Start of Available records
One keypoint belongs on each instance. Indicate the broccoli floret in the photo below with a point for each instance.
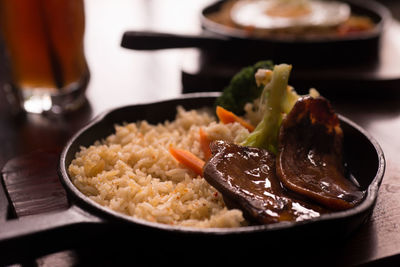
(277, 100)
(242, 88)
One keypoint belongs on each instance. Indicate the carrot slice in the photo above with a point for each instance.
(225, 116)
(205, 144)
(188, 159)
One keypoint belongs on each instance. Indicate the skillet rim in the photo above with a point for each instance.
(78, 198)
(372, 6)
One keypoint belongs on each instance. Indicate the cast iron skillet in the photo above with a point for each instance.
(230, 43)
(85, 218)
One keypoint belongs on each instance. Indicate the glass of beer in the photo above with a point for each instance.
(44, 44)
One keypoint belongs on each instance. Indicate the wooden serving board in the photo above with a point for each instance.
(32, 184)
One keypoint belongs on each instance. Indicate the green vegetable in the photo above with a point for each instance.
(277, 99)
(242, 88)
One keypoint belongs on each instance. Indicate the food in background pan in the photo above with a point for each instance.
(225, 171)
(294, 18)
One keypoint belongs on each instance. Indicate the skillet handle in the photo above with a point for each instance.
(147, 40)
(36, 235)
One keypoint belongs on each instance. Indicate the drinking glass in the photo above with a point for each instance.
(44, 45)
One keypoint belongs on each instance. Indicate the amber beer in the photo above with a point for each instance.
(44, 41)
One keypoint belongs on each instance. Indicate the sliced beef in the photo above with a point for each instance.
(310, 155)
(247, 179)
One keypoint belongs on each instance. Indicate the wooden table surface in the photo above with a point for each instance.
(121, 77)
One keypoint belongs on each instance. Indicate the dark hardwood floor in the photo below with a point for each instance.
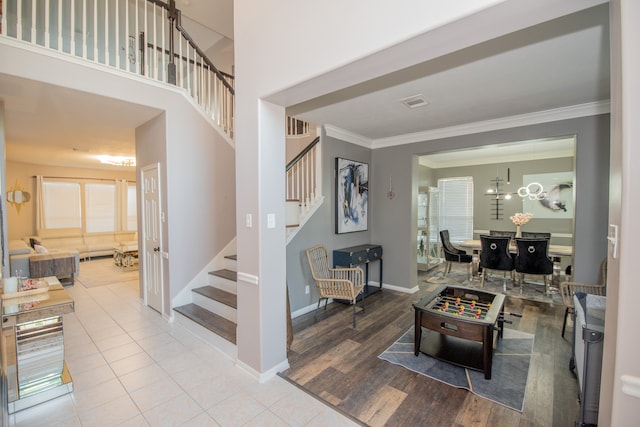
(340, 365)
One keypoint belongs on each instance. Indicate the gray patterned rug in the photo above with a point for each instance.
(510, 368)
(102, 272)
(532, 289)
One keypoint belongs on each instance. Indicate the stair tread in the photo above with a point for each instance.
(226, 274)
(224, 297)
(211, 321)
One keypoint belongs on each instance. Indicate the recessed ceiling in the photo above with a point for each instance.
(502, 153)
(556, 64)
(560, 63)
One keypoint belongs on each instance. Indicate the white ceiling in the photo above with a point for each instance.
(557, 64)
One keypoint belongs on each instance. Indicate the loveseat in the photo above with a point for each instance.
(88, 245)
(21, 255)
(80, 246)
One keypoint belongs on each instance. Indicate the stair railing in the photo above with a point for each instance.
(135, 36)
(304, 177)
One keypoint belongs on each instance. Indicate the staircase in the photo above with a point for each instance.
(212, 315)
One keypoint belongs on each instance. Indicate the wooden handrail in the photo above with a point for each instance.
(297, 158)
(222, 76)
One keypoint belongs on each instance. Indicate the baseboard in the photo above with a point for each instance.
(307, 309)
(398, 288)
(263, 377)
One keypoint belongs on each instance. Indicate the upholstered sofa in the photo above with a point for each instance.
(80, 246)
(21, 255)
(87, 245)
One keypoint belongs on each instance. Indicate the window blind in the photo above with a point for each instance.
(456, 207)
(100, 205)
(62, 205)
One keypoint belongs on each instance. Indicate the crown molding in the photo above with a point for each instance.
(348, 136)
(563, 113)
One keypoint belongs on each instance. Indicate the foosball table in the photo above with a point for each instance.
(460, 326)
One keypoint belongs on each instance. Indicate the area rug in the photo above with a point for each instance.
(509, 374)
(103, 272)
(458, 277)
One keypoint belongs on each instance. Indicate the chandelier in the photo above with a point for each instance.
(118, 160)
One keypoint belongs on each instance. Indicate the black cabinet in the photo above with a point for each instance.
(357, 256)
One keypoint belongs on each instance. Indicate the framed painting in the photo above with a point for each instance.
(352, 195)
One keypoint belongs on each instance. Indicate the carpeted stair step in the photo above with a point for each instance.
(211, 321)
(219, 295)
(225, 274)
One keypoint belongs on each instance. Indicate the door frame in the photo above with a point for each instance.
(143, 170)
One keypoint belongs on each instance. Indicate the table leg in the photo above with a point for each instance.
(417, 334)
(487, 350)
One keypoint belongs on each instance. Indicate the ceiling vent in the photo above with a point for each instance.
(415, 101)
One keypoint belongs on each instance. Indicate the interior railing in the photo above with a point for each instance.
(304, 178)
(143, 37)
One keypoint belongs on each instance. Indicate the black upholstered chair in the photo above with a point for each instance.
(494, 255)
(535, 235)
(501, 233)
(532, 259)
(453, 254)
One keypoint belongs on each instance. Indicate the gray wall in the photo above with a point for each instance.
(483, 216)
(320, 229)
(592, 175)
(392, 222)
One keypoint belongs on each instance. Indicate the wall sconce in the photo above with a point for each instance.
(17, 196)
(390, 193)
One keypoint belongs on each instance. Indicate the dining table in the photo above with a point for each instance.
(556, 252)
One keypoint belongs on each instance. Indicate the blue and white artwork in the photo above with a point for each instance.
(352, 194)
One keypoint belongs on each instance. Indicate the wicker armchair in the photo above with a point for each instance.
(337, 283)
(567, 289)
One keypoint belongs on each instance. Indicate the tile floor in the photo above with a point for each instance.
(132, 368)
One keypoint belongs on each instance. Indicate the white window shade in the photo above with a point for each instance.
(62, 205)
(456, 207)
(100, 207)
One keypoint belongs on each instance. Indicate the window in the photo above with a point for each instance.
(62, 206)
(100, 207)
(93, 206)
(456, 207)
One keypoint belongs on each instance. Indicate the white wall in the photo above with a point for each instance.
(199, 162)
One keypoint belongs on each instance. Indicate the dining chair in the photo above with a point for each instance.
(337, 283)
(567, 289)
(501, 233)
(494, 255)
(535, 235)
(453, 254)
(532, 259)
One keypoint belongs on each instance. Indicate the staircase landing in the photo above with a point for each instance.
(211, 321)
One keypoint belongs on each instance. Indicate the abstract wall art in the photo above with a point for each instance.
(352, 195)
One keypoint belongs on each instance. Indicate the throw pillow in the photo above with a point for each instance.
(40, 249)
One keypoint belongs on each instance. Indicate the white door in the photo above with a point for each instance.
(151, 217)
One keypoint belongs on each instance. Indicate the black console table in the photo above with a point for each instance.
(358, 255)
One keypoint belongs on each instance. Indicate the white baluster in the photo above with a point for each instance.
(116, 48)
(34, 21)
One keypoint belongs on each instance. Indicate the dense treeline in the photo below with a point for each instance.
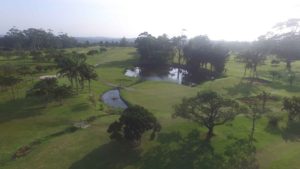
(202, 58)
(35, 39)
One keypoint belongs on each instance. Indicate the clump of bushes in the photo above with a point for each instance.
(92, 52)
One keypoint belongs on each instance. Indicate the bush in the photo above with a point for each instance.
(274, 121)
(92, 52)
(134, 121)
(103, 49)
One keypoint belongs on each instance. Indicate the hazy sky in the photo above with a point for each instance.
(219, 19)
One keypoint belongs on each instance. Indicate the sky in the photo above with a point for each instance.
(242, 20)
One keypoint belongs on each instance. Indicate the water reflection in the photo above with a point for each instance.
(113, 99)
(175, 75)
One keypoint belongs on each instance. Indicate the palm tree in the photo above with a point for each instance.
(72, 66)
(88, 73)
(10, 81)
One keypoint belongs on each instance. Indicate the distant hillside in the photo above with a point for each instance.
(99, 39)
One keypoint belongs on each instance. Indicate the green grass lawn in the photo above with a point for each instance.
(26, 120)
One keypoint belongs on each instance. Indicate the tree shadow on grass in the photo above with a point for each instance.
(243, 88)
(112, 155)
(120, 63)
(19, 108)
(79, 107)
(291, 132)
(281, 86)
(177, 152)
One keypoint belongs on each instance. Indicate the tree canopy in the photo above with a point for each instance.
(207, 109)
(134, 121)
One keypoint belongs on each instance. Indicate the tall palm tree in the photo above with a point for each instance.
(10, 81)
(88, 73)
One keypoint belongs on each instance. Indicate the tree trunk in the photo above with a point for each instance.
(210, 133)
(89, 86)
(13, 92)
(289, 65)
(251, 137)
(76, 81)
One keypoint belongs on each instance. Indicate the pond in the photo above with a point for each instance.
(175, 75)
(113, 99)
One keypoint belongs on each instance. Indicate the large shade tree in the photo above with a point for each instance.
(134, 121)
(154, 52)
(200, 52)
(11, 82)
(208, 109)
End of Available records
== What you have to do ==
Repeat only the lines running from the line that contains "One keypoint belongs on each instance. Indicate the distant" through the last line above, inclusive.

== Written solution ==
One keypoint belongs on each instance. Indicate the distant hillside in the photo above with a point for each instance.
(99, 39)
One keypoint belongs on each instance. Indicate the green grass lawn in the photo above with a point for each instance.
(26, 120)
One keypoint belongs on each instance. Indicate the tree shadow on grass in the photo above with a point for each instance.
(243, 88)
(112, 155)
(120, 63)
(19, 108)
(79, 107)
(291, 132)
(281, 86)
(177, 152)
One keypoint belongs on each instance. Indicate the tree canopy in the photo above with a point for each instance.
(207, 109)
(134, 121)
One keypoint belongs on each instance. Indicate the tall palm tree in the photo above with a point for each instance.
(10, 81)
(88, 73)
One keypoint belongs on each instance. Indicate the tree trunk in the photo above with a point for each instance.
(210, 133)
(89, 86)
(13, 92)
(289, 65)
(251, 137)
(76, 81)
One keypoint belongs on each instance. Indicate the pond in the photo above with a point for each instance.
(175, 75)
(113, 99)
One keypoint belongs on each instance. Indicate the large shade tree in the photo above with a point for each instance.
(134, 121)
(154, 52)
(200, 52)
(11, 82)
(208, 109)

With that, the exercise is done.